Starting with the line that contains "drop a point: the wooden rafter", reproduce each line through the end of the listing below, with no other output.
* start INPUT DATA *
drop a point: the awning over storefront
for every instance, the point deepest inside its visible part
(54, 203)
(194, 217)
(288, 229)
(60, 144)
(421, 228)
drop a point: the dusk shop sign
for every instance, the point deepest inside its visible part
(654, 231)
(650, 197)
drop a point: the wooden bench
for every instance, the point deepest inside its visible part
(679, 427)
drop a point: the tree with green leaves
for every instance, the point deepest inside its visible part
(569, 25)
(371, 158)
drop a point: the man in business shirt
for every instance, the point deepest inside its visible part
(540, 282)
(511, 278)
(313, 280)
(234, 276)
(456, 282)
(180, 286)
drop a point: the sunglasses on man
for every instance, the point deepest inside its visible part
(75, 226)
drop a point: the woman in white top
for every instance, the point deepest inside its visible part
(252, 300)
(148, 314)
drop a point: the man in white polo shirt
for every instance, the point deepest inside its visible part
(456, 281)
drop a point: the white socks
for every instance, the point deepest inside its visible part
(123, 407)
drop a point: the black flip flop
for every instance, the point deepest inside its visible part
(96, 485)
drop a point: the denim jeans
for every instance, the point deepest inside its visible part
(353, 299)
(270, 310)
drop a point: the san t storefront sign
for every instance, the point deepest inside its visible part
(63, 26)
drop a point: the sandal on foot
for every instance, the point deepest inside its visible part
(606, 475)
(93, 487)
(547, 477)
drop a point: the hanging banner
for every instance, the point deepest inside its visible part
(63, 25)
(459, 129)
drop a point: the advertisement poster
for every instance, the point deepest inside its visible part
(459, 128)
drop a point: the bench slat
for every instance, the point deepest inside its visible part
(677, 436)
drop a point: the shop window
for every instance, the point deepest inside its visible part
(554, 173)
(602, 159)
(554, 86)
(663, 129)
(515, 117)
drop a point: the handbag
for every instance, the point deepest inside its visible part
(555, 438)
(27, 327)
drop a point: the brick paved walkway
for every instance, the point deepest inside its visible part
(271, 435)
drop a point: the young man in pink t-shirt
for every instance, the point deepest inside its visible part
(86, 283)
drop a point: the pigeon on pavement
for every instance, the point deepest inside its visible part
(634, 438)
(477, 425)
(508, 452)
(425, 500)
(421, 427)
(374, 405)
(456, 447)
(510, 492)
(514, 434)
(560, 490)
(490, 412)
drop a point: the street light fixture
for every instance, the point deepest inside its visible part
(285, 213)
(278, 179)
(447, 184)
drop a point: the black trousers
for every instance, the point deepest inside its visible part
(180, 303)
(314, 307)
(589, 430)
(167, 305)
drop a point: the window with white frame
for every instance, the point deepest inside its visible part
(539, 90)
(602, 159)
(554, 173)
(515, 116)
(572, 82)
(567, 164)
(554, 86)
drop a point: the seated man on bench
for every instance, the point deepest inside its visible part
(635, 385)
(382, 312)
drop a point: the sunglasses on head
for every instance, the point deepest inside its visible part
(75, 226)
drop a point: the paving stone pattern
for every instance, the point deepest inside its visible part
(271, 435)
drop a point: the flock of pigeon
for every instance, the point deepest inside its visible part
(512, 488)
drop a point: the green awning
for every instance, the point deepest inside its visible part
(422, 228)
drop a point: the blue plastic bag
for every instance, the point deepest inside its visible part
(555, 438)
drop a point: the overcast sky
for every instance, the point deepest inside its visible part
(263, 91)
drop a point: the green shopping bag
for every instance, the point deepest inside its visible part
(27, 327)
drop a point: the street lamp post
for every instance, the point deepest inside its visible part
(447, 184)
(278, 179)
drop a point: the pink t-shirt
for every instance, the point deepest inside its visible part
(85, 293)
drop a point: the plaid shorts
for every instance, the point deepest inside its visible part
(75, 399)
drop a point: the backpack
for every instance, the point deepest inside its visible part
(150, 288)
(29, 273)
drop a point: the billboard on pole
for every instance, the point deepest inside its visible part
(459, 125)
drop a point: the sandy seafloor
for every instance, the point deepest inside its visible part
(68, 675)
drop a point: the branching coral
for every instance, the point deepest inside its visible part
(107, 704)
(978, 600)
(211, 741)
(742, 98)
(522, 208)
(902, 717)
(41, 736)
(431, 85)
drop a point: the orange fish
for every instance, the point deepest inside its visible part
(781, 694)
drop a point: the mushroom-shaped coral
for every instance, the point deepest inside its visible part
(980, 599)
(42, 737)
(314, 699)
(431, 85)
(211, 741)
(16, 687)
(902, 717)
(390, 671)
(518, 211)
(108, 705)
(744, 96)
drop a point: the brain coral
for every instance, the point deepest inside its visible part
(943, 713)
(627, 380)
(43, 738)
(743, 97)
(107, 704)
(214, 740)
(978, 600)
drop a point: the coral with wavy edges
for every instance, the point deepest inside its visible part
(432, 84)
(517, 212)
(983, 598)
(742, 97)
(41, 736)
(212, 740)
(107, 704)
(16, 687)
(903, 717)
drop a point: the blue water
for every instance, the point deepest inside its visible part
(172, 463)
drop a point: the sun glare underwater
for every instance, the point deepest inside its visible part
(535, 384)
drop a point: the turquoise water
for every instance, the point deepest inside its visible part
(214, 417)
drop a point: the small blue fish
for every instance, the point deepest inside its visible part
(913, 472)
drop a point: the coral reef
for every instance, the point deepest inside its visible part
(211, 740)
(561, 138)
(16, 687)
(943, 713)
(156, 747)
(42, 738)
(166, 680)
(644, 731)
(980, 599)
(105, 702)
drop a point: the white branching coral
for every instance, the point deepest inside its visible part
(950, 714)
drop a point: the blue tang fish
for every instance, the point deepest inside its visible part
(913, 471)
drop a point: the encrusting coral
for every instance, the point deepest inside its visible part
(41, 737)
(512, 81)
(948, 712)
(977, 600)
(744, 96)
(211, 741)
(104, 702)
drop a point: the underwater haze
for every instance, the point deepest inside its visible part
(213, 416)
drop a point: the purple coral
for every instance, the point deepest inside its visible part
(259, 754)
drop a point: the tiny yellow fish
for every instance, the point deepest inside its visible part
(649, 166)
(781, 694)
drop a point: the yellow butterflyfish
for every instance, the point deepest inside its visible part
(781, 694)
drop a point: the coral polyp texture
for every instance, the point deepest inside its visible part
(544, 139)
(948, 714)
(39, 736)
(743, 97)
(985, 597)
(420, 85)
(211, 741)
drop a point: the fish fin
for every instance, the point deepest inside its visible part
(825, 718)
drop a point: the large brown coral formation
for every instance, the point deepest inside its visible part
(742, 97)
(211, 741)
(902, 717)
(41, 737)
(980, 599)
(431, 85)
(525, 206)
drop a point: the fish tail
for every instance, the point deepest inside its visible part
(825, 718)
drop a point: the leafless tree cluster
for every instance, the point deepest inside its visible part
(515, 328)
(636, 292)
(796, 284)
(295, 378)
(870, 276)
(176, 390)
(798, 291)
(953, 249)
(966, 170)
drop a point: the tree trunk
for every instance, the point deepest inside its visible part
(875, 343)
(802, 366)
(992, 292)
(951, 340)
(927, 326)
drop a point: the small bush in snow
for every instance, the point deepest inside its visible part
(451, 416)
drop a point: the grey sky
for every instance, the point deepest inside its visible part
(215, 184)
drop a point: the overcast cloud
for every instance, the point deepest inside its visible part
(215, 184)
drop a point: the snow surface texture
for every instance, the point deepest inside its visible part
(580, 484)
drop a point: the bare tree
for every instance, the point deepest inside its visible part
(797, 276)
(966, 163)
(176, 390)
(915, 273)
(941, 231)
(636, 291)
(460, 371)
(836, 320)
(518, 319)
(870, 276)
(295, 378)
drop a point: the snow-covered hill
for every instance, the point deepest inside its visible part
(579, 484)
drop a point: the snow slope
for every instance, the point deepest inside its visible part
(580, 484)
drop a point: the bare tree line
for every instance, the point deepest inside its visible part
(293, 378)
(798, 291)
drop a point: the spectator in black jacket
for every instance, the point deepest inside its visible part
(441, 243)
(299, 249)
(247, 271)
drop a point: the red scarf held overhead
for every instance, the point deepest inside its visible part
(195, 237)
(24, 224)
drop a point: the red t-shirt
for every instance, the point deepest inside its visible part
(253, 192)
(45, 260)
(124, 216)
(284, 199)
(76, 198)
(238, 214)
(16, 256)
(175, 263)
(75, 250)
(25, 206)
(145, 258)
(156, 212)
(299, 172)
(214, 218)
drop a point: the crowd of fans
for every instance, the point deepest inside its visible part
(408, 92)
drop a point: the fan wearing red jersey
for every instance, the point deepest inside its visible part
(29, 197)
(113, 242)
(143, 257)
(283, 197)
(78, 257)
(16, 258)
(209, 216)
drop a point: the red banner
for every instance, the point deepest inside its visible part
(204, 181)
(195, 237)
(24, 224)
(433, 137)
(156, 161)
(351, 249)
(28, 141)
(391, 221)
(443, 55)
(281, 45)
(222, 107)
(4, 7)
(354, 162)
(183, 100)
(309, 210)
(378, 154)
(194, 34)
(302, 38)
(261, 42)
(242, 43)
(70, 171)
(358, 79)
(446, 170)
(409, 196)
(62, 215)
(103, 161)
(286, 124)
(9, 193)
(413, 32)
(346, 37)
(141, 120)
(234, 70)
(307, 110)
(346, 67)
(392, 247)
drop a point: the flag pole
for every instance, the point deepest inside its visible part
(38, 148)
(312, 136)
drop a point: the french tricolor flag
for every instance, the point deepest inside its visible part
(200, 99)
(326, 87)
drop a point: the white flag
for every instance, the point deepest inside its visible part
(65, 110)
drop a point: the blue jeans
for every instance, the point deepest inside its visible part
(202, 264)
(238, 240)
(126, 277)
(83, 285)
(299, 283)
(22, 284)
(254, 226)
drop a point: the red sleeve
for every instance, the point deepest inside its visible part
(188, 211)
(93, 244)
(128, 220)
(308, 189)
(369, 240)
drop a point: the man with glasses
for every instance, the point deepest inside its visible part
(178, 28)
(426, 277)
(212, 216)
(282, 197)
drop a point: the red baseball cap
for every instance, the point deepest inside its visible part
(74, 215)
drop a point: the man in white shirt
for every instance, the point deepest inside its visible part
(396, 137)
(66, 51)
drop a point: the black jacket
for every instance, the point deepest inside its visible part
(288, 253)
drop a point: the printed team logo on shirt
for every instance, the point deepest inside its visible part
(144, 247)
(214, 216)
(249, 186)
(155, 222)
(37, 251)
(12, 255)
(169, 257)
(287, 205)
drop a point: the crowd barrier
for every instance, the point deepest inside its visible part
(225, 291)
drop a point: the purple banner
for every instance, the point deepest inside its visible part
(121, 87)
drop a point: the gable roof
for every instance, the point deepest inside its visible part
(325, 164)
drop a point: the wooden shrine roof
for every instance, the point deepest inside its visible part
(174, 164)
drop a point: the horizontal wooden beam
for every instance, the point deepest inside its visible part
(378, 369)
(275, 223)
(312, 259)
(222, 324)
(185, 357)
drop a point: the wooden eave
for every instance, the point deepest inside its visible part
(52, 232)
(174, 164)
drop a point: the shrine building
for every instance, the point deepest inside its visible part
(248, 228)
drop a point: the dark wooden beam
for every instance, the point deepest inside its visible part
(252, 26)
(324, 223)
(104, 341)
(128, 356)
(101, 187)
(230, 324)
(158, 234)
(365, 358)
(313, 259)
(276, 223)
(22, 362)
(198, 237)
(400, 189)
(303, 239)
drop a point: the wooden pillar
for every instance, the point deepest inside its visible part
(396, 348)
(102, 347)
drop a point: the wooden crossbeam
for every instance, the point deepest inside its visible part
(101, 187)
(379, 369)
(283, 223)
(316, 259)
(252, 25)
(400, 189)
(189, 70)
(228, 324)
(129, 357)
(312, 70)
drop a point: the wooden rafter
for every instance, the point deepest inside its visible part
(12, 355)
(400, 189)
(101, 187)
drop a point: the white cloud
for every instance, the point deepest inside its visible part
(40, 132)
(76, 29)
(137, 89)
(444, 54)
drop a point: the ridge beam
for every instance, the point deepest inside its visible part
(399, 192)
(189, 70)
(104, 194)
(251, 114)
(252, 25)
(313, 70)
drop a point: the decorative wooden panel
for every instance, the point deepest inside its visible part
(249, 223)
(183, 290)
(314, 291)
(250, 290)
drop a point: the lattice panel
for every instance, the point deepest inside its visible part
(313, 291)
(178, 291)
* end INPUT DATA *
◆ **EXERCISE SOLUTION**
drop a point: the wooden rafter
for every instance, the point deepest inside its visible part
(12, 355)
(400, 189)
(101, 187)
drop a point: the white cloud
for every instance, the point deepest inside its visible part
(40, 132)
(76, 29)
(137, 89)
(444, 54)
drop a point: the ridge beam
for every instance, the point deepest inside its visible part
(399, 192)
(189, 70)
(104, 194)
(251, 114)
(252, 25)
(313, 70)
drop a point: the decorative wooden panel
for every instance, the point deepest inside its visible part
(249, 223)
(183, 290)
(314, 291)
(250, 290)
drop a point: the lattice panel
for every instance, the point deepest inside its visible part
(313, 291)
(178, 291)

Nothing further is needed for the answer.